▶ [Source excerpt]
+---+

2024-04-25 Thread Sourabh Jain
Move the following functions form kexec/{file_load_64.c => ranges.c} and
make them public so that components other than KEXEC_FILE can also use
these functions.
1. get_exclude_memory_ranges
2. get_reserved_memory_ranges
3. get_crash_memory_ranges
4. get_usable_memory_ranges

Later in the series get_crash_memory_ranges function is utilized for
in-kernel updates to kdump image during CPU/Memory hotplug or
online/offline events for both kexec_load and kexec_file_load syscalls.

Since the above functions are moved to ranges.c, some of the helper
functions in ranges.c are no longer required to be public. Mark them as
static and removed them from kexec_ranges.h header file.

+---+

▶ [Information supplied]

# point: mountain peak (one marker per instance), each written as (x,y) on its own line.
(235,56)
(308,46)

+---+

▶ [Tasks to perform]
[1] Which functions does the kexec patch note say are moved to ranges.c and made public?
[2] In the kexec patch note, which of the moved functions is used later in the series for in-kernel updates to the kdump image?

▶ [Solution set]
[1]
get_exclude_memory_ranges
get_reserved_memory_ranges
get_crash_memory_ranges
get_usable_memory_ranges

[2] get_crash_memory_ranges